▶ WORK INSTRUCTIONS
Please quote exactly the opening lines of the data, from the first line to the one where "Segment every instance of the black pipe." appears.

▶ RECORDS FOR THIS TASK
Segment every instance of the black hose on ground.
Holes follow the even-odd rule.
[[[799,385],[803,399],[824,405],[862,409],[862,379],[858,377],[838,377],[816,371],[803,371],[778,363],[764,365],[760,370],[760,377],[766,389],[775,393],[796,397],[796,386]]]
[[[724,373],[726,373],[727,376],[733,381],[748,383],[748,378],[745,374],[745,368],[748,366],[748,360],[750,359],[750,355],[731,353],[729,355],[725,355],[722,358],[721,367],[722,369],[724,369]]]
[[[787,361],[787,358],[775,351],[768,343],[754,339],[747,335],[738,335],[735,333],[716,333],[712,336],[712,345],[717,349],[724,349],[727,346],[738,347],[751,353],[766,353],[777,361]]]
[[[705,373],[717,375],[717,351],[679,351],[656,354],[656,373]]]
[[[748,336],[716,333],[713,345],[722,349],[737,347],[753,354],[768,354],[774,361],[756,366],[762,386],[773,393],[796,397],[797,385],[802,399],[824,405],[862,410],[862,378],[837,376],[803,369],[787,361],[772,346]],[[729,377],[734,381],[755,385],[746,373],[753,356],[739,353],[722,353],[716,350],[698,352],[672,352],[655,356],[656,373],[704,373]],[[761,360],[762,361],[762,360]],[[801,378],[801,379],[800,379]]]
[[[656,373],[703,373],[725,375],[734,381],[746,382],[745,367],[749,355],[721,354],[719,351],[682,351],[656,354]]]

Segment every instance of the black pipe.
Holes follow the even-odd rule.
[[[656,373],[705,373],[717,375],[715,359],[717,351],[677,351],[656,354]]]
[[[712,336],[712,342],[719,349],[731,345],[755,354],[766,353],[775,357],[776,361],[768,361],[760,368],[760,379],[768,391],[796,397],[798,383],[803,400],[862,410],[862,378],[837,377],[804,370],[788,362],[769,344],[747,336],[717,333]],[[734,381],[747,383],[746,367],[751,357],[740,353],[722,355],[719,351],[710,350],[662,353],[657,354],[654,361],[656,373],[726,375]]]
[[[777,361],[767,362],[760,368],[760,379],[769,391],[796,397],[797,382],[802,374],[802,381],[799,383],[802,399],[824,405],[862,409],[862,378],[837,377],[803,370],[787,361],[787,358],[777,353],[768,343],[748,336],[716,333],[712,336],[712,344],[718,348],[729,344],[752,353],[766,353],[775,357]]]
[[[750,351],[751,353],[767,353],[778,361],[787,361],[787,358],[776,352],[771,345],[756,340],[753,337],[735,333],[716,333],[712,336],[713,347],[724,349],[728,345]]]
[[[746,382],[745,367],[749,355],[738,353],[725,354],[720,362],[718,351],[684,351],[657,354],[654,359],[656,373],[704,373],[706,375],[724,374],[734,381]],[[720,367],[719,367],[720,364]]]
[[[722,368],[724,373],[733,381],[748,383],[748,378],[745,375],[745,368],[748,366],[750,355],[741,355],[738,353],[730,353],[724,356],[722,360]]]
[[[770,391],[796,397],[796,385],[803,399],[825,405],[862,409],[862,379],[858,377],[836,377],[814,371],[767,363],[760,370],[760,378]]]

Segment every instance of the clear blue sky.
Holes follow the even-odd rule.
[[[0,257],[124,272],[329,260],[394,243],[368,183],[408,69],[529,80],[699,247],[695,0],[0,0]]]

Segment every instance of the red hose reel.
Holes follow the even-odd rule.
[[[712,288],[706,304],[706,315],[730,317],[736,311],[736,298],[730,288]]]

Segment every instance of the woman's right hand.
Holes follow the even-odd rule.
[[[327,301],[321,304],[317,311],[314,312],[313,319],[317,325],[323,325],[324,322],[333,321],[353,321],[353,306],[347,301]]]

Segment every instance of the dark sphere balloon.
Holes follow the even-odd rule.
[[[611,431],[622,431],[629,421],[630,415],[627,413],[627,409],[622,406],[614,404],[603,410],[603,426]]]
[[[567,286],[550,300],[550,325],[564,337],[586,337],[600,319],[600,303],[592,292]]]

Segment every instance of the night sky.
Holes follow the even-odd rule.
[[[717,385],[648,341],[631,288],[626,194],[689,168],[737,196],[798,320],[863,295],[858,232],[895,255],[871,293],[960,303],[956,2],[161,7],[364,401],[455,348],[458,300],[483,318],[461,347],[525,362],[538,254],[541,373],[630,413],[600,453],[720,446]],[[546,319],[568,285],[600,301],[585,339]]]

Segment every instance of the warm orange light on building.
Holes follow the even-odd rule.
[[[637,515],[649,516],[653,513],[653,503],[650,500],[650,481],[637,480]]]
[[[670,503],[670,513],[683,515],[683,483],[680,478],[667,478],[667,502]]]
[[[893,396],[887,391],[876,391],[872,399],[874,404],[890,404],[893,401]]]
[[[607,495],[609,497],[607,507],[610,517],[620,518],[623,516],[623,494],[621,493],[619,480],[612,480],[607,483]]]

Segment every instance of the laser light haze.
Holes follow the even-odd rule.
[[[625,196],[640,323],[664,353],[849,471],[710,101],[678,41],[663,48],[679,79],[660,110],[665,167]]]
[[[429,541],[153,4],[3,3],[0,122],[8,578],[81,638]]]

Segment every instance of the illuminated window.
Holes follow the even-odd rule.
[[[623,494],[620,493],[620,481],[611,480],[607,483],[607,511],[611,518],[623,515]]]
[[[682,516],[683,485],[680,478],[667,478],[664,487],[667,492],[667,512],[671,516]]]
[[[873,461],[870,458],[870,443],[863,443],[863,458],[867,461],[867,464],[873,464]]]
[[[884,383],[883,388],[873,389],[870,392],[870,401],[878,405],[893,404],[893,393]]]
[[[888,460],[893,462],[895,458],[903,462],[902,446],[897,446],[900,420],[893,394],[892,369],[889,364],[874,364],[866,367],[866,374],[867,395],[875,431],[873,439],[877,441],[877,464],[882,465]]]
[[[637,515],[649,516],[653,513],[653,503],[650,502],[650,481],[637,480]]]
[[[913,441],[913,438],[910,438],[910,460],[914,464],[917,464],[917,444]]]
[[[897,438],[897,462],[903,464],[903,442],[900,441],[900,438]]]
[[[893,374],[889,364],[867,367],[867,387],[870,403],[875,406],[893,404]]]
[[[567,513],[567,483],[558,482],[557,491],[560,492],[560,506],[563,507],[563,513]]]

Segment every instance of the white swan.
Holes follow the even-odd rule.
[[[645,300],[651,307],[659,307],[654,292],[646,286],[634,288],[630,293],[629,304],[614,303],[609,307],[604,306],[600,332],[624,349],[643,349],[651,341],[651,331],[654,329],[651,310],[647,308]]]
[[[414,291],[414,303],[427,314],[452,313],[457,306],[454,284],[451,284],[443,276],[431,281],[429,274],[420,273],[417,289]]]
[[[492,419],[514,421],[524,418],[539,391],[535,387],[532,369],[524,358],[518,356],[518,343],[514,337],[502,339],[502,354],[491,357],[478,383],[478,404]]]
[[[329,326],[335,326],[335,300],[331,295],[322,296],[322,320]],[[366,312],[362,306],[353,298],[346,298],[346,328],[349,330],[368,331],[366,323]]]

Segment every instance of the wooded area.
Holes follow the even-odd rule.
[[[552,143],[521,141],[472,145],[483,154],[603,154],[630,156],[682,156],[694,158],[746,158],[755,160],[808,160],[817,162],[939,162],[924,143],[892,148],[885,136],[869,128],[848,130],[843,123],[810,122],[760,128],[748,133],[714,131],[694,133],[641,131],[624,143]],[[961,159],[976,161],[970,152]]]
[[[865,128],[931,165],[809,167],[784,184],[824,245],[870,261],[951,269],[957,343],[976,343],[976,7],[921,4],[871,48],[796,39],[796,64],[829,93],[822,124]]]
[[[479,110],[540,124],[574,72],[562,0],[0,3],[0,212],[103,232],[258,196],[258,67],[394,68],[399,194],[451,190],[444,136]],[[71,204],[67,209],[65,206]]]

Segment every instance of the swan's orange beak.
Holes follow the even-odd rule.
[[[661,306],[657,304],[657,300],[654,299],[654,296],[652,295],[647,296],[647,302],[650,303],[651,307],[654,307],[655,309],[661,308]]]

▶ RESPONSE
Segment every instance of the black hose on ground.
Holes follow the even-odd rule.
[[[799,385],[803,399],[824,405],[862,409],[862,379],[858,377],[838,377],[816,371],[803,371],[778,363],[764,365],[760,370],[760,377],[766,389],[775,393],[796,397],[796,386]]]
[[[724,373],[726,373],[727,376],[733,381],[748,383],[748,378],[745,374],[745,368],[748,366],[748,360],[750,359],[750,355],[731,353],[729,355],[725,355],[722,358],[721,367],[722,369],[724,369]]]
[[[787,361],[787,358],[775,351],[768,343],[754,339],[747,335],[738,335],[735,333],[716,333],[712,336],[712,345],[717,349],[724,349],[727,346],[738,347],[751,353],[766,353],[777,361]]]
[[[705,373],[717,375],[717,351],[679,351],[656,354],[656,373]]]
[[[748,336],[716,333],[713,345],[722,349],[737,347],[753,354],[768,354],[774,361],[756,366],[762,386],[773,393],[796,397],[797,385],[802,399],[824,405],[862,410],[862,378],[837,376],[803,369],[787,361],[772,346]],[[729,377],[734,381],[755,385],[746,373],[753,356],[739,353],[722,353],[716,350],[698,352],[672,352],[655,356],[656,373],[704,373]],[[761,360],[762,361],[762,360]],[[801,378],[801,379],[800,379]]]
[[[656,373],[703,373],[725,375],[734,381],[746,382],[745,367],[749,355],[721,354],[719,351],[682,351],[656,354]]]

Segment every instance of the black pipe.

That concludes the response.